INFORMATION GIVEN below:

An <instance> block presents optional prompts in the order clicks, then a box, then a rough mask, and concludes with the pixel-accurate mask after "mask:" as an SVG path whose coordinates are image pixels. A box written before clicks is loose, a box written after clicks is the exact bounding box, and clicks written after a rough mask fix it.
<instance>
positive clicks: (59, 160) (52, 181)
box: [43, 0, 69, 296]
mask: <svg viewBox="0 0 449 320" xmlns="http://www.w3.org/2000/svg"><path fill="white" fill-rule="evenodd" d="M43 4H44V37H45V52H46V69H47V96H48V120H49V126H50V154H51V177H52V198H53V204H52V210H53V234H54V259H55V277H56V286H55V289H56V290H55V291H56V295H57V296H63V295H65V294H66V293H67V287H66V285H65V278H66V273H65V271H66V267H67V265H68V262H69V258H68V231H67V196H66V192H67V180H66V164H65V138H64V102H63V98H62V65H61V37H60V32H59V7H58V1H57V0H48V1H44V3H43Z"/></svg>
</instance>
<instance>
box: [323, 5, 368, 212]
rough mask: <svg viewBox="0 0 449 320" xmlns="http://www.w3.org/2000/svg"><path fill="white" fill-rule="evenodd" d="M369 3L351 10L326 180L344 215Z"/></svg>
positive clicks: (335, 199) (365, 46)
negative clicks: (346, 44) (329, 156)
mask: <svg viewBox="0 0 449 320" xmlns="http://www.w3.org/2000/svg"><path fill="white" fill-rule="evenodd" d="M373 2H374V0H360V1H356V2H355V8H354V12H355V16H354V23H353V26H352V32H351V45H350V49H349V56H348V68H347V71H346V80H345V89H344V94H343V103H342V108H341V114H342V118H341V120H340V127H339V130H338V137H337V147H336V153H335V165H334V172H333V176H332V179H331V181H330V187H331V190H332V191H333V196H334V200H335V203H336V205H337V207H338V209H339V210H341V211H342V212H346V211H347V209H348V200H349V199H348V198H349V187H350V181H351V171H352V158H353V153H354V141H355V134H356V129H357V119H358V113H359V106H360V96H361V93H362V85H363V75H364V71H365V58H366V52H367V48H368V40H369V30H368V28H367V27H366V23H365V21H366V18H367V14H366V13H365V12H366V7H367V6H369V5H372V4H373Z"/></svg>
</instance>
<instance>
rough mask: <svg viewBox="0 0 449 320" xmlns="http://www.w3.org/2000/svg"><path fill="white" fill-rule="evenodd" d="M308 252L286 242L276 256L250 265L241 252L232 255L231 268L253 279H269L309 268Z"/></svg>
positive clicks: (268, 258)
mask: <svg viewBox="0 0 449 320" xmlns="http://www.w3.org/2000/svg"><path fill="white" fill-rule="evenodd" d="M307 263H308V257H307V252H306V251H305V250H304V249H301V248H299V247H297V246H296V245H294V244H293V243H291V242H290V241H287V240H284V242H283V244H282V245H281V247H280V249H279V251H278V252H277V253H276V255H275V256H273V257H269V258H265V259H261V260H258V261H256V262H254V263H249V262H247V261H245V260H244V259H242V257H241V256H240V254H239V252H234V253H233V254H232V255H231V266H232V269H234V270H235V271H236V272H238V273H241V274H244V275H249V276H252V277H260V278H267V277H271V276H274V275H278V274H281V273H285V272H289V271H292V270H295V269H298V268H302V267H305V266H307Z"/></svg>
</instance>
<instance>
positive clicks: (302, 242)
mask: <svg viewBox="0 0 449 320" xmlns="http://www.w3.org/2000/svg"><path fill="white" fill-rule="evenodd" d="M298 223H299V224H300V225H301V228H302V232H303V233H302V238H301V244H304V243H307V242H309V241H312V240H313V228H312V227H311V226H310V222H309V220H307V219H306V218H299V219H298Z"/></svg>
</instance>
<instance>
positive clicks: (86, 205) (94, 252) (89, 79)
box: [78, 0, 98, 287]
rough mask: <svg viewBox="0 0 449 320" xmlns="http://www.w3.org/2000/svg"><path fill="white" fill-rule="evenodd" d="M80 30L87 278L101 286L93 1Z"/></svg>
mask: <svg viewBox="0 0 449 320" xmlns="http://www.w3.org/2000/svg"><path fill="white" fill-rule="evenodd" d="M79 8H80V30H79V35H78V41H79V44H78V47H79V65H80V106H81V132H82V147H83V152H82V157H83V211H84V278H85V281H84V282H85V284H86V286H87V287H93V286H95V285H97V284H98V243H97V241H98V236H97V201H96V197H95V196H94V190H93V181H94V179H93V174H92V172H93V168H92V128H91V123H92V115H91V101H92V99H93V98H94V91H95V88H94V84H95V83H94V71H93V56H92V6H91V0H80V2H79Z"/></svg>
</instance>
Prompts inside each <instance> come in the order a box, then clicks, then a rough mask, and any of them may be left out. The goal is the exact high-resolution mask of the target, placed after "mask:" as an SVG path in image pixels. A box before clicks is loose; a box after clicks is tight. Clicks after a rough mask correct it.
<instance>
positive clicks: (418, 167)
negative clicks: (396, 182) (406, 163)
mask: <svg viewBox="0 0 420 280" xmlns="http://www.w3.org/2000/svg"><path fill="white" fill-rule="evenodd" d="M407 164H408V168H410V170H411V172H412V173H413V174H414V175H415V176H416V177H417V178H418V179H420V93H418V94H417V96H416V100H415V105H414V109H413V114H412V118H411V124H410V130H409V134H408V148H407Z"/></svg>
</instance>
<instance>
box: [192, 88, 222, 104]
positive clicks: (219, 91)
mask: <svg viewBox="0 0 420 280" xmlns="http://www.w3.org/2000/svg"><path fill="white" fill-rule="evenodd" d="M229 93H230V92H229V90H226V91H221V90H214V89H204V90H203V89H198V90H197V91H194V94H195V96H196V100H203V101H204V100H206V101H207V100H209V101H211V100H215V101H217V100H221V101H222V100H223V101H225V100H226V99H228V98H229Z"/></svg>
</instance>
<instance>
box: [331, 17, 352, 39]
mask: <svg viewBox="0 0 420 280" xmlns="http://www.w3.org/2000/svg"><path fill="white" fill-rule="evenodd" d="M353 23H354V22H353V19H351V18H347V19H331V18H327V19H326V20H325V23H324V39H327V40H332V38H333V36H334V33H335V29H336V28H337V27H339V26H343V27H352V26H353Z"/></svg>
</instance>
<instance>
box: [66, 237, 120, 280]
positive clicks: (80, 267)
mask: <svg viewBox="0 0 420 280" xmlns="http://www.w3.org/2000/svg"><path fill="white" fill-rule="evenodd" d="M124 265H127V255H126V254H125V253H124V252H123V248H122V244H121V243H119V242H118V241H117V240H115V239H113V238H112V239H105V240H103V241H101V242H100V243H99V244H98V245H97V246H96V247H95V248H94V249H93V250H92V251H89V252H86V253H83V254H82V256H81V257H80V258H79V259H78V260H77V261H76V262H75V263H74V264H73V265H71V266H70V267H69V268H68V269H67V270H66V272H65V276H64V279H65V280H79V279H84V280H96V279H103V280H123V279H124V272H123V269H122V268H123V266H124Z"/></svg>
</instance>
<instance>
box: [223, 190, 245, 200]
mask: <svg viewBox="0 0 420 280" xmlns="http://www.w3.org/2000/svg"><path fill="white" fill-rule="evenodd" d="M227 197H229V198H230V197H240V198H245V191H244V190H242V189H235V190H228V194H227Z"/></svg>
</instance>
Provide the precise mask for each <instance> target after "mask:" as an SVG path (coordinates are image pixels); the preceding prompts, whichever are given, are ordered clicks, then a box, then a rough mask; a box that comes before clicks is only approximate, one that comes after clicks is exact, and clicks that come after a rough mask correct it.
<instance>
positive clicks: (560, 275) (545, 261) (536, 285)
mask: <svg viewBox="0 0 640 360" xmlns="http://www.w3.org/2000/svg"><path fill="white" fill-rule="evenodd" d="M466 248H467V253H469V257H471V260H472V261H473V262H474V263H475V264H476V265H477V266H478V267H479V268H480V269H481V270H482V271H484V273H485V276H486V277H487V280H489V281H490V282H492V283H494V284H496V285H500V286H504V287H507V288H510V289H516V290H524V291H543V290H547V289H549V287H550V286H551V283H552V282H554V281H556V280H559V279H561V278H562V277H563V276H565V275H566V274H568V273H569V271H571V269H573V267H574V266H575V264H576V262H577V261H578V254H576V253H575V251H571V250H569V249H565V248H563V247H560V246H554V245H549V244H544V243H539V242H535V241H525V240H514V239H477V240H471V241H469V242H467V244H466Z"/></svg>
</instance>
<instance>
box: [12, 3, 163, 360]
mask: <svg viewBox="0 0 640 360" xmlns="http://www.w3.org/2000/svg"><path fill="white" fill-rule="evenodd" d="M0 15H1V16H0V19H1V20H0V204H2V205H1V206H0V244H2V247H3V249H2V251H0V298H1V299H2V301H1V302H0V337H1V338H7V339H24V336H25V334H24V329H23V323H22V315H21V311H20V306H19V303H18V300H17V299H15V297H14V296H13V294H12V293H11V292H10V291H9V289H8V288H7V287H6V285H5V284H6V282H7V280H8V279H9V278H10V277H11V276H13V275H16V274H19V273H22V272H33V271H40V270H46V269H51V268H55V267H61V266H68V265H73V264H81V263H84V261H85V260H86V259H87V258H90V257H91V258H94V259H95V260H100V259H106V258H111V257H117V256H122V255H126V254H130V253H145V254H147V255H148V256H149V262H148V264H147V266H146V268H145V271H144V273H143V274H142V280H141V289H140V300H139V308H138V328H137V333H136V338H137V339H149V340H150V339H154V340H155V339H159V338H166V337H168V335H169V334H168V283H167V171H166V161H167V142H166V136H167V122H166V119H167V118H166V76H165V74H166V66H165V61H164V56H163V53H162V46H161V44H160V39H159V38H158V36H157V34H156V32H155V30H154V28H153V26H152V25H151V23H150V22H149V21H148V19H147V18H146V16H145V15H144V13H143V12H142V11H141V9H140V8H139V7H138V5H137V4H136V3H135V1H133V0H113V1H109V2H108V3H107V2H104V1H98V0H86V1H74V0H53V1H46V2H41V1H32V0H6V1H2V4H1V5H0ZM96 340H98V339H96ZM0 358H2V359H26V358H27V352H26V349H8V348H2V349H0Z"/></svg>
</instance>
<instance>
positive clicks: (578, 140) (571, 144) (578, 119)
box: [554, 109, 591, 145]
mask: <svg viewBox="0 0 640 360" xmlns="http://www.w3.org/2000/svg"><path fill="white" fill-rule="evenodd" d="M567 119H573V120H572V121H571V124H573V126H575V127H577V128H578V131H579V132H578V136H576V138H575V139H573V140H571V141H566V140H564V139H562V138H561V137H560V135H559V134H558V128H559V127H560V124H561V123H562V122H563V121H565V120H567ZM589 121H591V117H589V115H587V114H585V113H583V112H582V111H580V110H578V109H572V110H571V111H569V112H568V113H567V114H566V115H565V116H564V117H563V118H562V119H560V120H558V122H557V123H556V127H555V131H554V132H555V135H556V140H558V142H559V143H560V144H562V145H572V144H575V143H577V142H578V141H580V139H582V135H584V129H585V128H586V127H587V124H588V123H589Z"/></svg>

End of INFORMATION GIVEN.

PROBLEM STATEMENT >> Once you have found every line in the listing that holds the string "come", copy each of them.

ANSWER TO THIS TASK >>
Prompts inside each <instance> come in the order a box, then clicks, then a rough mask, and any of them may be left out. The goal is the exact high-resolution mask of the target, placed after "mask:" as an SVG path in image pixels. A box before clicks is loose; a box after clicks is tight. Clicks after a rough mask correct it.
Provide the precise mask for each <instance> target after "mask:" as an SVG path (coordinates are image pixels); the preceding prompts, whichever are given, are ordered clicks, then a box, then a rough mask; a box that comes before clicks is only approximate, one that comes after clicks is exact, and clicks that come after a rough mask correct it.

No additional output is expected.